---------- Data for the task ----------
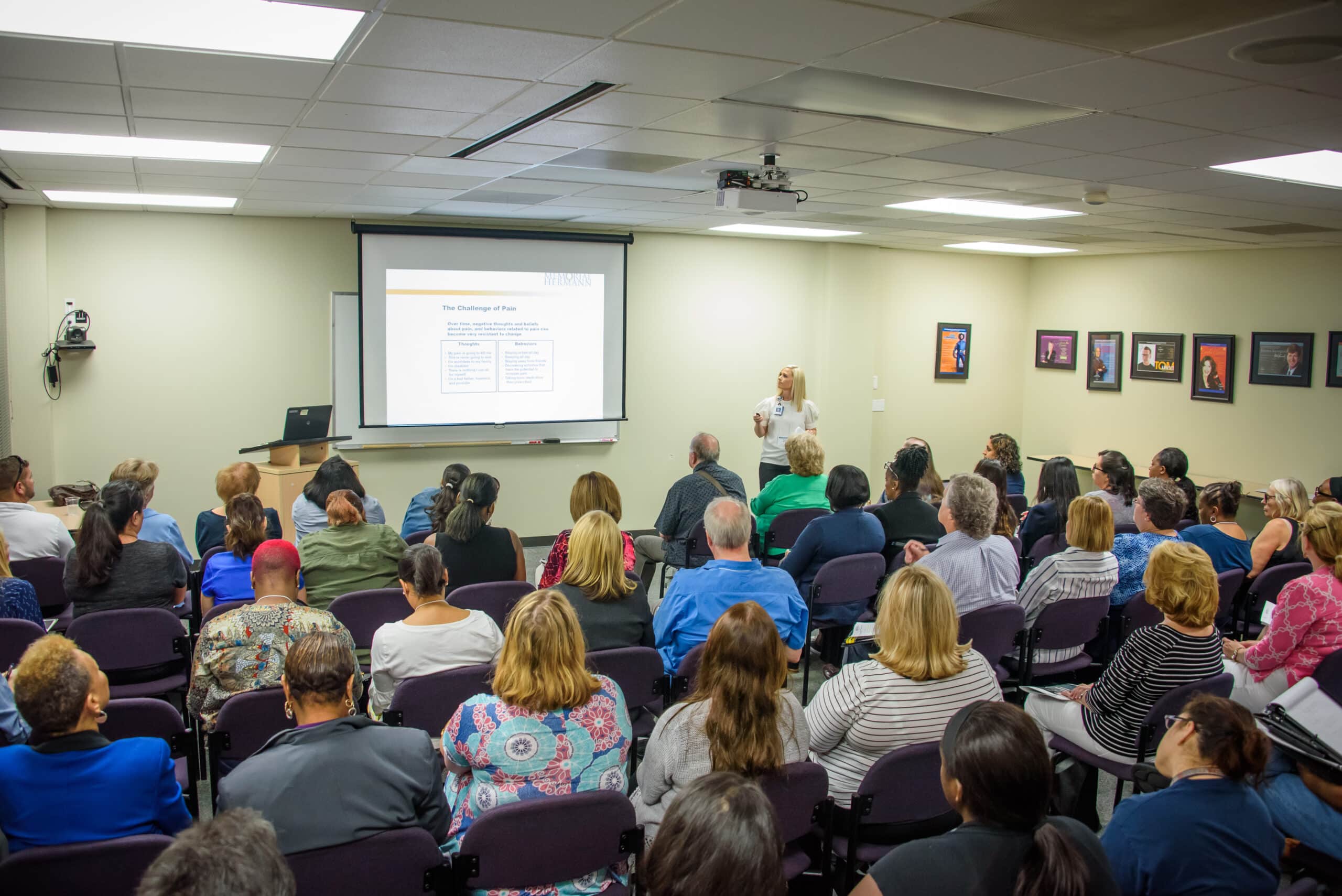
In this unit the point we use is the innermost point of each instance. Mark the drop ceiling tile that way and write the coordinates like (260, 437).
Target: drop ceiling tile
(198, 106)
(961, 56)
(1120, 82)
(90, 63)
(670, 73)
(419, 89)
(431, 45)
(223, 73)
----------
• _Your objective_: Reproduce every line of the records above word for word, omitting the pictures.

• _Task output_:
In this unit the point we use is the innermost point of each instance. Mark the drop ceiling tile that way and write the coordinates like (260, 437).
Target: drop ceiling tile
(198, 106)
(961, 56)
(1120, 82)
(90, 63)
(670, 73)
(419, 89)
(431, 45)
(223, 73)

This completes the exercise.